__DIRECTIONS FOR THIS TASK__. Reproduce the data below verbatim from the line containing "spot the windswept tree in the photo above" through its final line, and produce nothing more.

Object point labels
────────────────────────────────────────

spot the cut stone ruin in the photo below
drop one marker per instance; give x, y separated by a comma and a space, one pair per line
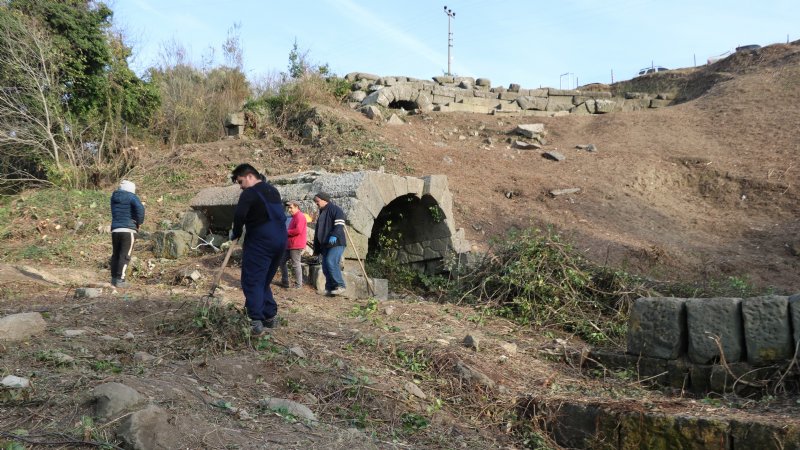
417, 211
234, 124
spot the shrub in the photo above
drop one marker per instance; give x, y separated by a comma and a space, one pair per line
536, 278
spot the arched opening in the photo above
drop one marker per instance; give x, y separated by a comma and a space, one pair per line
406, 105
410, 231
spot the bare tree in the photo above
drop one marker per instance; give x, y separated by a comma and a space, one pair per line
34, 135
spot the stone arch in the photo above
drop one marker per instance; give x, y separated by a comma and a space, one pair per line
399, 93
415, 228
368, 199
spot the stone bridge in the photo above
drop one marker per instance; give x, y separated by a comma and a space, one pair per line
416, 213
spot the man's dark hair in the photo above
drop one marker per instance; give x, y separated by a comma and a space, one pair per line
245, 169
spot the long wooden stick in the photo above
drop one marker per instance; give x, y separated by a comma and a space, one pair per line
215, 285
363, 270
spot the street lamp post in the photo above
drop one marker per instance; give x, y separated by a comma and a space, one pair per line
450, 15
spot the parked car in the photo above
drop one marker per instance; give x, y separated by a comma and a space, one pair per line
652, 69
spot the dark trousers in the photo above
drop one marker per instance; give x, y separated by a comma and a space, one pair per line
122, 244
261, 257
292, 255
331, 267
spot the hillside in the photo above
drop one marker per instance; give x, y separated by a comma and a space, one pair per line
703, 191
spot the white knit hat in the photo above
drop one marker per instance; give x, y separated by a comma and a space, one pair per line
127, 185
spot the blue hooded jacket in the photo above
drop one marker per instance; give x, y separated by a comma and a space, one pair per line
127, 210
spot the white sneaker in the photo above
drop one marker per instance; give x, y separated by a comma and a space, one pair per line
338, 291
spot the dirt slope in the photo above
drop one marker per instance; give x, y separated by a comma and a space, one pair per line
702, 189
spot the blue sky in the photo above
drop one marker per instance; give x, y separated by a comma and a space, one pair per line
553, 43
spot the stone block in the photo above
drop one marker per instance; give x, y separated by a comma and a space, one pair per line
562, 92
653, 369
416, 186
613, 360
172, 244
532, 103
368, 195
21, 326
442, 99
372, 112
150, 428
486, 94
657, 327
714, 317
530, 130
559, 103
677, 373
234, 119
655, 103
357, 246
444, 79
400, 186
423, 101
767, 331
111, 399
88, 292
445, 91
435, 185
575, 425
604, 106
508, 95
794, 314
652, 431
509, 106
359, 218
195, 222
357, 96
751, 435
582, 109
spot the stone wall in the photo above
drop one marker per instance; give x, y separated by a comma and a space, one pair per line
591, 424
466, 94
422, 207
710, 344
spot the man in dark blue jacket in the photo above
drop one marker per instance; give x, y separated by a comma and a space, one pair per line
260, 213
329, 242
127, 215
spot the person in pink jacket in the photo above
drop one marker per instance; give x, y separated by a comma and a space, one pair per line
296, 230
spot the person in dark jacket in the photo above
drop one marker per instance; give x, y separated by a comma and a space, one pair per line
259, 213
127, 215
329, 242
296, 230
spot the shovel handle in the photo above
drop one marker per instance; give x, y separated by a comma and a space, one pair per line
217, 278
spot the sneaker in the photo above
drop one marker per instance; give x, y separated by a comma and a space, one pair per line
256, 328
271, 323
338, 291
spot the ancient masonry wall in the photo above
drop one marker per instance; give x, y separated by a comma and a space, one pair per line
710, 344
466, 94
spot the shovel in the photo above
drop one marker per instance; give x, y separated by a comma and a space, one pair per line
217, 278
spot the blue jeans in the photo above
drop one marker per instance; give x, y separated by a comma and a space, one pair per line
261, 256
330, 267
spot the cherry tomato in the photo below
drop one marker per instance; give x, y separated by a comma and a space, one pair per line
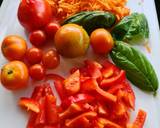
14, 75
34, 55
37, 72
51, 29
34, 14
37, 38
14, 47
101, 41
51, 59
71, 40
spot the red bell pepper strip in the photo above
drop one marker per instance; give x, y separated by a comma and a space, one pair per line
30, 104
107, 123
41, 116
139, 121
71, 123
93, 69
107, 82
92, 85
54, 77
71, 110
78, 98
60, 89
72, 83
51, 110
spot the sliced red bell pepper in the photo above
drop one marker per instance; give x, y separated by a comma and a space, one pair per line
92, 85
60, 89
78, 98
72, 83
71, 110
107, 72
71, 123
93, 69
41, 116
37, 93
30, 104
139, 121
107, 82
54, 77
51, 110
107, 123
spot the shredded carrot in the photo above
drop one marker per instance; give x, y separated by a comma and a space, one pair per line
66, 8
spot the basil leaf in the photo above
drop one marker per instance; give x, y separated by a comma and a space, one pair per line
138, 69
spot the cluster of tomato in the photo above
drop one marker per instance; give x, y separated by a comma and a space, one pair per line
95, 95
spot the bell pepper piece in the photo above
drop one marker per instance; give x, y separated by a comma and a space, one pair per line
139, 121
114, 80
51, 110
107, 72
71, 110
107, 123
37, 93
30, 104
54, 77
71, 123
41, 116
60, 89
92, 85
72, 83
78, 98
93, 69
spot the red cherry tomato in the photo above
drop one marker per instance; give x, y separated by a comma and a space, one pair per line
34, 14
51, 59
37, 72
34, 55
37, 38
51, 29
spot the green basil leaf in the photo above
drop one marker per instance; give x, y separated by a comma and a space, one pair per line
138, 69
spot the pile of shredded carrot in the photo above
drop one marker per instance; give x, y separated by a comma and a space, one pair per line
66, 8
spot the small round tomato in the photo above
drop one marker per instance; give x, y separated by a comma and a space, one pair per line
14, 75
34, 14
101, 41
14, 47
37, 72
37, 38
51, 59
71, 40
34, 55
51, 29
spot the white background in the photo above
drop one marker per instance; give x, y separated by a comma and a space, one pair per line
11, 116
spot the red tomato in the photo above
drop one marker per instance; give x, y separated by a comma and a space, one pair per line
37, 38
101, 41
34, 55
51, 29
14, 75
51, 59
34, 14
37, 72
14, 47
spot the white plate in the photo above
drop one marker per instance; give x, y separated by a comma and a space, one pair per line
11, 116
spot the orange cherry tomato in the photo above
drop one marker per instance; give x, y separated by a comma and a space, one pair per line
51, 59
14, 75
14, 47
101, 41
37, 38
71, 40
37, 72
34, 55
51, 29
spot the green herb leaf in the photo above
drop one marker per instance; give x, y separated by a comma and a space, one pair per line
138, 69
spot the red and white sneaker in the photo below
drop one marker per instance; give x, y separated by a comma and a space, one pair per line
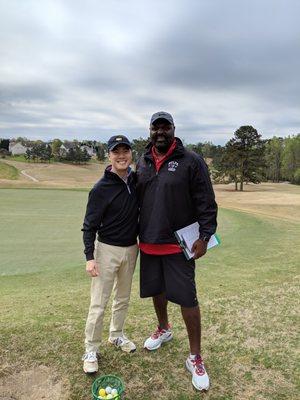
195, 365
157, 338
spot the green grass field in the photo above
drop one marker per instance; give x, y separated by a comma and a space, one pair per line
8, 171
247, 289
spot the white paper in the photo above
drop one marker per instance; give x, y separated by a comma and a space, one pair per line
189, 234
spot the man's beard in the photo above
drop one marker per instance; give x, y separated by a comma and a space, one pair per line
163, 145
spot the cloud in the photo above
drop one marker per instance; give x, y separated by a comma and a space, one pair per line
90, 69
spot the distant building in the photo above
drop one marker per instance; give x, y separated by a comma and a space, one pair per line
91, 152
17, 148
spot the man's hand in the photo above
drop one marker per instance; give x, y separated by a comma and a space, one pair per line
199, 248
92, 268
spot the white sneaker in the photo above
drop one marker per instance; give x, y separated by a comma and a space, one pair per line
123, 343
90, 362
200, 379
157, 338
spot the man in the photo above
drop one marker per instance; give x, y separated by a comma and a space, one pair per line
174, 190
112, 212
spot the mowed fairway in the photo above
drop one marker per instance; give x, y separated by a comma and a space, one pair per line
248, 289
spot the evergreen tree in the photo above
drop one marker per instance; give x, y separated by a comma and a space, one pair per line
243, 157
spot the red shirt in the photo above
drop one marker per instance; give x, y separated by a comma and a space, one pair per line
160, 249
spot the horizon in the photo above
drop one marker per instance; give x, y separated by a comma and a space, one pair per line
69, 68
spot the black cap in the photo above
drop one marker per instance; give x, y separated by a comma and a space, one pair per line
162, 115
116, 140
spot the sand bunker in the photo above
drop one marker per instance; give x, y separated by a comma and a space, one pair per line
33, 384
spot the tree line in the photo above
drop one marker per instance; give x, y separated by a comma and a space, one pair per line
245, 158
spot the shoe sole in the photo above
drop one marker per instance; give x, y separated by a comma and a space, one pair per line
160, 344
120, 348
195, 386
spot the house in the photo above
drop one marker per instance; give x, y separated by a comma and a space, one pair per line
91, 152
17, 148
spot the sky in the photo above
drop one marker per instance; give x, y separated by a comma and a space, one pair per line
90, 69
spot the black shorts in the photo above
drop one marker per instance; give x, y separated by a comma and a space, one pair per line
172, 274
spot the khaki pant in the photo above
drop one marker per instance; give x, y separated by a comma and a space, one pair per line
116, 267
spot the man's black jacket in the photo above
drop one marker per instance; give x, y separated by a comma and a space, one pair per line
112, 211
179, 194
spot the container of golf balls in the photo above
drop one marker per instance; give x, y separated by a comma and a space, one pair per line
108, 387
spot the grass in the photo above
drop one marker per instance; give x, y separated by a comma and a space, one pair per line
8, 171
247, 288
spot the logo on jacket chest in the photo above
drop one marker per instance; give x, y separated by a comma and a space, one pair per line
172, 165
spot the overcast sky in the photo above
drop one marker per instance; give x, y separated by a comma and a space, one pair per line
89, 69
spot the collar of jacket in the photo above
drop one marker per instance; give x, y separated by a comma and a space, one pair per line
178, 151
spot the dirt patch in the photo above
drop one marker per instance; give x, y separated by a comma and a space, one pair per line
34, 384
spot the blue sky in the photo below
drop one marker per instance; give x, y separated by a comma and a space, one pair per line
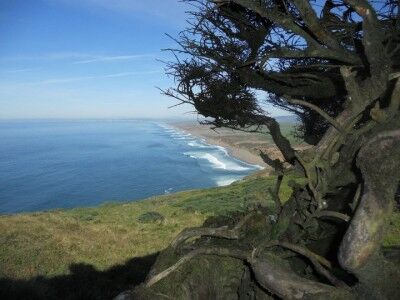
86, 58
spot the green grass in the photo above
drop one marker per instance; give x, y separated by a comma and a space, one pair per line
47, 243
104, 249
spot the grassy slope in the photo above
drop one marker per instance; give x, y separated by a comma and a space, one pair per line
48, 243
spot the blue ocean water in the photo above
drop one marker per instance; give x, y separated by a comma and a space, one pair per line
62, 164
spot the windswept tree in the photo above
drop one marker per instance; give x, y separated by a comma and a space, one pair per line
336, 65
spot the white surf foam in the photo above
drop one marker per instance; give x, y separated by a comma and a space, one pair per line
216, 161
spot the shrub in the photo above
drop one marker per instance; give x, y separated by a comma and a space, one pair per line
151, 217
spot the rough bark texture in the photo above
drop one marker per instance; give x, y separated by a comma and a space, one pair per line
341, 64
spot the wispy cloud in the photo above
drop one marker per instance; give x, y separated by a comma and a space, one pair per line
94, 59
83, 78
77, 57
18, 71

────────────────────────────────────────

__ANSWER FOR THIS EXERCISE__.
spot the windswept tree in the photo above
drop one marker per instance; give x, y separated by a comma and a space, one pair per line
336, 65
spot the white surf foam in the photo above
drop one marker per instance; give x, y separated by a comma and a space, one pair per line
216, 161
spot the shrub in the photo above
drop one marker per instance; give x, y separated by a comma and a space, one pair per line
151, 217
spot the rough bark texture in the photo above
drop one marker per instance; give x, y separated by a comma and a space, one pair per line
341, 64
spot the wispy cloud in the photo above
drop one marker per instance; give x, y separated by a comma and a space, one pair per line
94, 59
83, 78
77, 57
18, 71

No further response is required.